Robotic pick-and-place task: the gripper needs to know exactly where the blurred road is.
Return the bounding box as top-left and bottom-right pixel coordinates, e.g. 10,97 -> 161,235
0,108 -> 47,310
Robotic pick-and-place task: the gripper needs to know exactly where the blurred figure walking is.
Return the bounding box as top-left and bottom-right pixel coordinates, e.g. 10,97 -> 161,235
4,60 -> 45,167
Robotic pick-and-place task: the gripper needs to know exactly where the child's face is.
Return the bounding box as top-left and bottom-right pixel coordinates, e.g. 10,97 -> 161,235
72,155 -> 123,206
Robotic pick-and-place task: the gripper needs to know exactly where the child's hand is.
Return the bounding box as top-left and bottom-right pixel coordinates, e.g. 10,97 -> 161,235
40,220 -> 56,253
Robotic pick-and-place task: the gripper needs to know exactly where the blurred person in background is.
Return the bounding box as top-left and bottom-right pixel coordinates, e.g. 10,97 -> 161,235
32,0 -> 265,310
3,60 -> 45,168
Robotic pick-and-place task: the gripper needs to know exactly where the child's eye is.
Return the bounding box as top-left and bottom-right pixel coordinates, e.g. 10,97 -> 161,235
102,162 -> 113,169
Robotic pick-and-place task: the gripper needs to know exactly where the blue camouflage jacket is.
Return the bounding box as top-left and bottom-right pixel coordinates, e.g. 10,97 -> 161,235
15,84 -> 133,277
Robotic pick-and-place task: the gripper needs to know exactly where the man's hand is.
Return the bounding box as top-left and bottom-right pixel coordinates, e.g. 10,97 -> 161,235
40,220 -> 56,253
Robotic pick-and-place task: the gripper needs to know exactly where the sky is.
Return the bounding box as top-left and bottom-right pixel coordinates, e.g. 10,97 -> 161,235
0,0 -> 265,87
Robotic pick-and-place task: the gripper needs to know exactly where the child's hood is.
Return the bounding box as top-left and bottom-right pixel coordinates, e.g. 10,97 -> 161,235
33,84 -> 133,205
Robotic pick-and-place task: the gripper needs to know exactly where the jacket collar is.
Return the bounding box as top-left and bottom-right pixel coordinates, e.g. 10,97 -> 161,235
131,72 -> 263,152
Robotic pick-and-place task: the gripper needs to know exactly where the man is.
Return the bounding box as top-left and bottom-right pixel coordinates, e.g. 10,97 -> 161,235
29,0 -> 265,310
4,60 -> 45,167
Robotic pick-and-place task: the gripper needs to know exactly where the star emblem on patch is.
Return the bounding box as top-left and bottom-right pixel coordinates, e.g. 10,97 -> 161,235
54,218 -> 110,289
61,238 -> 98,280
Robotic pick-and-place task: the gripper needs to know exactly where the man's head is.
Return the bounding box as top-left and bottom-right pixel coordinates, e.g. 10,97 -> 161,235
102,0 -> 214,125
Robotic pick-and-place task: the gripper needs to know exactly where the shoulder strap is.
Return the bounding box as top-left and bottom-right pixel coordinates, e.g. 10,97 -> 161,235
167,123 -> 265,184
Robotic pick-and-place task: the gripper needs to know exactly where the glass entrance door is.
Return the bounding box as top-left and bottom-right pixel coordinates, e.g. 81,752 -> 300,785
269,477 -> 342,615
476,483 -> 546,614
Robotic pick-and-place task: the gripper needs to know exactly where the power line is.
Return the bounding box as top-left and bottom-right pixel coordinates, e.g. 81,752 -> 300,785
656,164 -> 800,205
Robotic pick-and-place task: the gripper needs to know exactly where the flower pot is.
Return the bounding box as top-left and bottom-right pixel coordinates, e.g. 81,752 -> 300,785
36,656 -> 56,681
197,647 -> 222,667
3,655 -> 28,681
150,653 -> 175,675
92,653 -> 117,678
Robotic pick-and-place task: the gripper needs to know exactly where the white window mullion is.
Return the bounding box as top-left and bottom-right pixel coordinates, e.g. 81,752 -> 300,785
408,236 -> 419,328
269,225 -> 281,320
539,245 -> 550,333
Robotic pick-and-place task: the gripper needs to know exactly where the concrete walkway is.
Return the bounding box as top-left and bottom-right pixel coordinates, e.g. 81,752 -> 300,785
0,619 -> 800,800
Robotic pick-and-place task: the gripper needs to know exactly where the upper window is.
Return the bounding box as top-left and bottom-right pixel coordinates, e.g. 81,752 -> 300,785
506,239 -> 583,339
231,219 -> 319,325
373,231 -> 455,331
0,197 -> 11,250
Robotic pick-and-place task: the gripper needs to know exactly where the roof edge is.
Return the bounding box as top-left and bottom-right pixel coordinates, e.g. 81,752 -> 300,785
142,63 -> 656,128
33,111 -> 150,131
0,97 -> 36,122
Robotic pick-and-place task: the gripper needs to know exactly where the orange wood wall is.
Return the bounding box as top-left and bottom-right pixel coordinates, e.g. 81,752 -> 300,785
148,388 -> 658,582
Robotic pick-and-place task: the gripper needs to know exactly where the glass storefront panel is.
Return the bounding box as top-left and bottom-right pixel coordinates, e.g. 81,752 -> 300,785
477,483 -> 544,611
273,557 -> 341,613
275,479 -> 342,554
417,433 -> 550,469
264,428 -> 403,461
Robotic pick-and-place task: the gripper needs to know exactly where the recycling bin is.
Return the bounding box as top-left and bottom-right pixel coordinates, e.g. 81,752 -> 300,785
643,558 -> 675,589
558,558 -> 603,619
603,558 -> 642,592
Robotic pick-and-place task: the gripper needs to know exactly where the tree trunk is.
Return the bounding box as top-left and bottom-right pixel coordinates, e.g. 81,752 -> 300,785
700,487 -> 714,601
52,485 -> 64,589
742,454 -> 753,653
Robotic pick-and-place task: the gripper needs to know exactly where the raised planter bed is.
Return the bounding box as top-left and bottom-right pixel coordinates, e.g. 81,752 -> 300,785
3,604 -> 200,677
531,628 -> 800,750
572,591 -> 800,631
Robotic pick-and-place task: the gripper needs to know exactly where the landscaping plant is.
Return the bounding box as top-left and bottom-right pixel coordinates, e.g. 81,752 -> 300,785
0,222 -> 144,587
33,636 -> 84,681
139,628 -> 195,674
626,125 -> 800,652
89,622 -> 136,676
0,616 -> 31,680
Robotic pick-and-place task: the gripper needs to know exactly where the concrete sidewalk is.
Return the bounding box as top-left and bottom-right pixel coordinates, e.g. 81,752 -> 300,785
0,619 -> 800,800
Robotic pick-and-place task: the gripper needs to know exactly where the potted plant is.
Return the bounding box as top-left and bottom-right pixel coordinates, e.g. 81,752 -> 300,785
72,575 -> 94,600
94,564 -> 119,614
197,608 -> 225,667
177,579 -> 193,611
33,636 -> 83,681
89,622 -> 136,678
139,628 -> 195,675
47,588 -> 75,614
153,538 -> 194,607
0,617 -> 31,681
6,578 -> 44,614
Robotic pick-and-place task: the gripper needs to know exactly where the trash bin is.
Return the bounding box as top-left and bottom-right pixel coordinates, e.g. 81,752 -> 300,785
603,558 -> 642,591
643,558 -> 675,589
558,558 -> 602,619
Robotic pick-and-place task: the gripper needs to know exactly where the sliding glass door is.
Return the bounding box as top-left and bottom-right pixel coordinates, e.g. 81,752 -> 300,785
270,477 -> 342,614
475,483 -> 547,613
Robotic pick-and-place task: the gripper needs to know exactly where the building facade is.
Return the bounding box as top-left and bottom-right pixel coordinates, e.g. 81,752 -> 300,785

-.-.-

■ PROBLEM REQUIREMENTS:
Go back to the listing above and please repeat it exactly.

■ CORRECT RESULT:
Robotic pick-and-place task: the gripper needs to know exactly where the blurred road is.
Return the bounding box as top-left and bottom-right pixel coordinates, e.g. 10,97 -> 161,235
0,108 -> 47,310
Robotic pick-and-place task: the gripper needs to know exactly where the blurred figure walking is.
Return the bounding box as top-left and bottom-right pixel coordinates, e.g. 10,97 -> 161,235
4,60 -> 45,167
Robotic pick-and-place task: the gripper needs to know exactly where the child's face is.
Return the bounding box as top-left and bottom-right pixel coordinates, e.g. 10,97 -> 161,235
72,155 -> 123,206
Robotic pick-and-place task: the gripper needs to know exactly where the child's hand is.
Return the bounding box as top-left and bottom-right pixel coordinates, e.g. 10,97 -> 161,235
40,220 -> 56,253
Robotic pick-and-place task: the gripper needs to know exactly where the blurred person in background is.
Return the bounding box as top-left and bottom-right pixel coordinates, e.g. 10,97 -> 161,235
32,0 -> 265,310
3,60 -> 45,168
Robotic pick-and-place task: the gripper needs to know exactly where the child's eye is.
Return the bounding box as top-left and bottom-right pixel coordinates, e.g. 10,97 -> 161,235
102,162 -> 113,169
Robotic pick-and-place task: the gripper needs to know exactly where the blue camouflage jacket is.
Return the bounding box as top-left and bottom-right pixel coordinates, e.g. 10,97 -> 161,235
15,84 -> 133,277
Robotic pick-and-place task: the gripper needs to know exactly where the man's hand is.
Return the bounding box as top-left and bottom-right pixel coordinates, e.g. 10,97 -> 161,235
40,220 -> 56,253
Robotic pick-and-place task: the gripper needs to know exactly where the sky is.
Return the bounding box as top-left and bottom-right pixel coordinates, e.g. 10,97 -> 161,235
0,0 -> 265,87
Robotic pick-and-place task: the gripper needs to know exactly where the child's hood is.
Return the bounding box as top-left and bottom-right pixel coordinates, e.g. 10,97 -> 161,235
33,84 -> 133,205
Robotic pick-and-place task: the gripper needs to know exactly where the jacket collar is.
Return the bounding box as top-left and bottom-right pixel coordinates, e.g. 10,97 -> 161,235
131,72 -> 263,152
Robotic pick-and-place task: the gripper needs to know exactly where the man is.
Return the bounding box as top-left and bottom-right pixel coordinates, e.g. 10,97 -> 161,235
29,0 -> 265,310
4,60 -> 45,167
Robotic pick-and-place task: the gripper needs to know exactly where the star emblem on patch is.
Return the bounding box as top-left and bottom-right pixel coordinates, e.g. 10,97 -> 161,235
54,218 -> 110,289
61,238 -> 98,280
Robotic pick-and-place task: the gripper needs to know exactly where the man's head is.
Return the bounding box as top-left and bottom-right pixel coordinates, e.g. 10,97 -> 161,235
102,0 -> 214,125
Robotic pick-and-place task: the gripper needs to know exactly where the shoulder strap is.
Return the bounding box as top-left and bottom-right pixel coordinates, e.g. 10,97 -> 161,235
167,123 -> 265,184
Robotic pick-and-place task: the gripper needs to know exactly where the glass entrance door is.
Return the bounding box as top-left and bottom-right pixel coordinates, e.g. 81,752 -> 300,785
269,477 -> 342,615
476,483 -> 546,614
Robotic pick-and-place task: the gripper needs to know exactly where the power line is.
Return the bounding box as top-left and bottom-right pixel coordinates, e.g. 81,752 -> 300,785
656,164 -> 800,205
Robotic pick-and-place task: the gripper needs to know exactly where the flower pot is.
Return the bounding box as top-left and bottom-right pixel coordinates, e.g. 81,752 -> 300,785
36,656 -> 56,681
197,647 -> 222,667
3,655 -> 28,681
150,653 -> 175,675
92,653 -> 117,678
Robotic pick-and-place task: the gripper needs to know exactly where the white window mullion is.
Return the bounding box as top-left and bottom-right pixel coordinates, e.g. 81,752 -> 300,785
408,236 -> 419,328
269,225 -> 281,320
539,245 -> 550,333
Robotic pick-and-place task: the gripper needs to know exactly where the concrete walkway is.
Return the bounding box as top-left and bottom-right pixel coordinates, e.g. 81,752 -> 300,785
0,619 -> 800,800
Robotic pick-and-place task: the gripper needs to know exactly where the upper window is.
Return the bounding box as top-left and bottom-right pixel coordinates, e.g. 81,752 -> 300,785
506,239 -> 583,339
231,219 -> 319,325
373,231 -> 455,331
0,197 -> 11,250
Robotic pick-and-place task: the gripper needs to know exactly where the roof edge is.
Return the bounding box as top-left and bottom-right pixel coordinates, e.g. 81,752 -> 300,785
142,63 -> 656,128
33,111 -> 150,131
0,97 -> 36,122
Robotic pick-and-place task: the gripper needs to know exactly where the orange wood wall is.
Return the bounding box as top-left and bottom-right pixel coordinates, e.g. 81,752 -> 300,785
148,388 -> 658,582
Robotic pick-and-place task: the gripper needs to know exactly where the glass storefront panel is.
Return the bounding box as top-left and bottom-right pixel coordinates, e.g. 81,752 -> 300,785
477,483 -> 544,611
273,557 -> 341,613
275,479 -> 342,554
417,433 -> 550,469
264,428 -> 403,461
Robotic pick-and-place task: the gripper needs to know exactly where the recycling bin is.
Return the bounding box as top-left and bottom-right pixel coordinates, e.g. 81,752 -> 300,785
643,558 -> 675,589
558,558 -> 603,619
603,558 -> 642,592
Robotic pick-and-place task: the gripper needs to know exactly where the tree trunk is.
Return the bounding box as top-left and bottom-right pixel coordinates, e.g. 81,752 -> 300,785
700,487 -> 714,601
52,485 -> 64,589
742,454 -> 753,653
Robotic pick-and-place task: the gripper needs to know exactly where the raised planter bed is.
Return the bounding box as top-left and bottom-right pixel coordinates, e.g. 81,752 -> 300,785
3,604 -> 200,677
531,628 -> 800,750
572,591 -> 800,631
Robotic pick-and-place task: the gripper needs to know exactly where the landscaping plant is.
Return the bounding box as top-left and bottom-right pixel coordinates, e.g. 81,752 -> 300,785
0,222 -> 144,587
33,636 -> 84,681
139,628 -> 195,674
626,125 -> 800,652
89,622 -> 136,676
0,616 -> 31,680
Robotic pick-and-place task: the gripper needs to know exactly where the concrete sidewalk is.
Return the bounding box as top-left and bottom-right pixel coordinates, e.g. 81,752 -> 300,785
0,619 -> 800,800
Robotic pick-and-place task: the gripper needs to know exactly where the potted plant is.
Return the bounding box as top-left and bottom-right pixel coordinates, e.g. 81,752 -> 300,785
72,575 -> 94,600
94,564 -> 119,614
197,608 -> 225,667
177,579 -> 193,611
33,636 -> 83,681
89,622 -> 136,678
139,628 -> 195,675
47,588 -> 75,614
153,538 -> 194,607
0,617 -> 31,681
6,578 -> 44,614
Robotic pick-and-place task: the gripper needs to know exactly where the trash bin is.
Return the bounding box as top-left and bottom-right pixel coordinates, e.g. 81,752 -> 300,785
603,558 -> 642,591
643,558 -> 675,589
558,558 -> 602,619
Robotic pick-and-place task: the gripper needs to know exactly where the sliding glass door is.
Return the bounding box as top-left and bottom-right pixel coordinates, e.g. 81,752 -> 300,785
270,477 -> 342,614
475,483 -> 547,613
Robotic pick-and-place task: the gripper needs to know exactly where the building facade is.
Return the bounding box as top-left and bottom-right pixel coordinates, e.g. 81,752 -> 300,785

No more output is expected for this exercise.